- [やること]
[A] 次の(i)〜(iii)は本文の内容と合っていますか?(i) オンライン英会話は自宅で好きな時間にできるので続いている。(ii) 英会話教室には5回通ってからやめた。(iii) 初動力のある人は失敗を恥ずかしいものと捉える。それぞれ「はい」か「いいえ」で答え、判断の決め手となる本文の語句をそのまま引用してください。
[B] データの行について、「For the evaluation set, indicate each instance of the cloudy」を含む行から最後の行までを、「番号」と「内容」の2列からなるMarkdownの表として並べてください。空行は除きます。

***** 本文

初動力とは?
何かを始めようとするとき、さっと始められる能力のことです。
早く取りかかればいいのに、なんだかんだと理由をつけてやらない人いますよね。
たとえば英語を身に着けたいとします。
初動力のない人は何かとやらない理由を探したがります。
リスクが・・・とか、
お金が・・・とか、
時間が・・・とか、
どうせちょっとの勉強じゃ身につかないし・・・とか。
あとは、情報を集めるだけ集めて、結局決められません。
英会話教室もオンライン英会話も色々比べてみたけど、どれが一番自分に合ってるのかわからない・・・。
これが初動力のない人です。
当然いつまでたっても英語は身に付きません。
初動力のある人は、とりあえず手をつけてみます。
英会話教室に通ってみようかな、オンライン英会話やってみようかな、おぉリスニング教材なら通勤中にできるぞ、うーん・・・よし、同時に始めちゃえ!
思い立ったが最後、本当に3つ同時に始めます。
そしてやっているうちに色々と気づいていきます。英会話教室は決まった時間に決まった場所に行くのが面倒なことがわかり、2回通っただけでやめました。リスニング教材も通勤中の電車の中で聞いていましたが、ほとんど聞き取れない上に、聞き取れないところがすぐに確認できず、いちいち戻して聞くのが面倒なことがわかったので、こちらもすぐにやめました。オンライン英会話は自宅で好きな時間にできるので続いています。そして一ヶ月たったある日、久しぶりにリスニング教材を聞いてみました。おお、半分ぐらい聞き取れる! なんだかんだで上達してるな?。
という感じです。
英会話教室やリスニング教材をすぐにやめたのを見て、あれこれ手を出して長続きしない奴だとバカにする人もいます。
しかし、着目すべきは結果的に英語が身についていることです。どちらが前進しているのかは一目瞭然ですよね。
なぜ初動力のある人とない人で圧倒的な差がつくのか?
結論から言うと、経験の量が違うからです。初動力の差は経験の量に直結します。
新しいことにトライすると、最初はほぼ確実に失敗します。
初動力のない人は失敗を嫌がります。失敗とは恥ずかしいもの、してはいけないものと捉えています。だから最初の一歩を踏み出せません。
初動力のある人は失敗を前進だと捉えます。〇〇のやり方がダメだとわかったのは前進で、次は△△のやり方を試してみようと考えます。高速でトライ&エラーを繰り返すことで、結果的に正解にたどり着くのが早くなるのです。
「やってみたけどダメだった」は前進
「やってみたけどダメだった」をネガティブに捉えていませんか?
たしかに、失敗する人をバカにするような風潮があるのも事実。誰だってスマートにミスなく仕事をこなして人に褒められたいと思っています。あちこちでつまづいているのはダサい。僕だってそういう側面があるのは否めません。
その方法がダメだっただけで、トライしたこと自体は素晴らしいことです。これは精神論ではなく、きちんと合理的な理由があります。

**********
***** データ

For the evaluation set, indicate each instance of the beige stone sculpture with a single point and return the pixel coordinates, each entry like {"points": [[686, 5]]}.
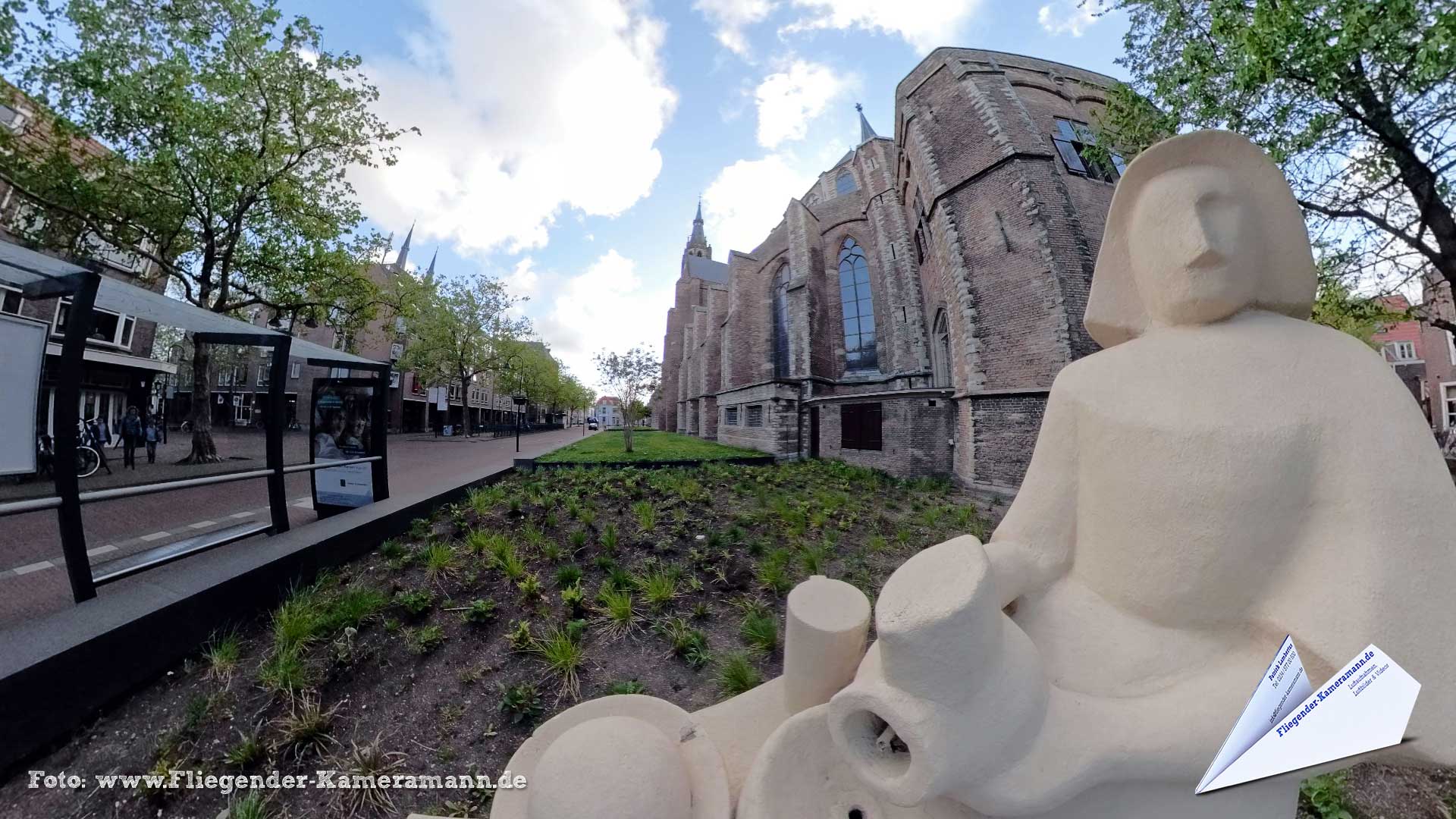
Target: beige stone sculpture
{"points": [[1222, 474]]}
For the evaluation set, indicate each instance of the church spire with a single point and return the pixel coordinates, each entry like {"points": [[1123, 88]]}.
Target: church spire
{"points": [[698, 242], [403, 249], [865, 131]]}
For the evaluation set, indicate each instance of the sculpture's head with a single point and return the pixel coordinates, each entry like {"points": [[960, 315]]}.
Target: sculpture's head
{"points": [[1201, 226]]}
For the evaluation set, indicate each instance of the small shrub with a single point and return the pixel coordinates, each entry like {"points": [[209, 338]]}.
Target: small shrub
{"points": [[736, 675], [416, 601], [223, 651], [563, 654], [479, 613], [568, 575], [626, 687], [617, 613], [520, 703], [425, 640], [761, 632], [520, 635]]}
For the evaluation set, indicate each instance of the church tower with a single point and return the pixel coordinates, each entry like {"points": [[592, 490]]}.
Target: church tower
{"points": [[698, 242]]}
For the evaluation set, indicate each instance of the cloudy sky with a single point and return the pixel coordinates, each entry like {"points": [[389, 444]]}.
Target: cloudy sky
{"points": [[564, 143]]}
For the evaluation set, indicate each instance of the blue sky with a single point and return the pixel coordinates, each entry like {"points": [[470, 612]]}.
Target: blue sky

**********

- [結果]
[A]
(i) はい:「オンライン英会話は自宅で好きな時間にできるので続いています。」
(ii) いいえ:「2回通っただけでやめました。」
(iii) いいえ:「初動力のある人は失敗を前進だと捉えます。」

[B]
| 番号 | 内容 |
|---|---|
| 1 | For the evaluation set, indicate each instance of the cloudy sky with a single point and return the pixel coordinates, each entry like {"points": [[389, 444]]}. |
| 2 | Target: cloudy sky |
| 3 | {"points": [[564, 143]]} |
| 4 | For the evaluation set, indicate each instance of the blue sky with a single point and return the pixel coordinates, each entry like {"points": [[470, 612]]}. |
| 5 | Target: blue sky |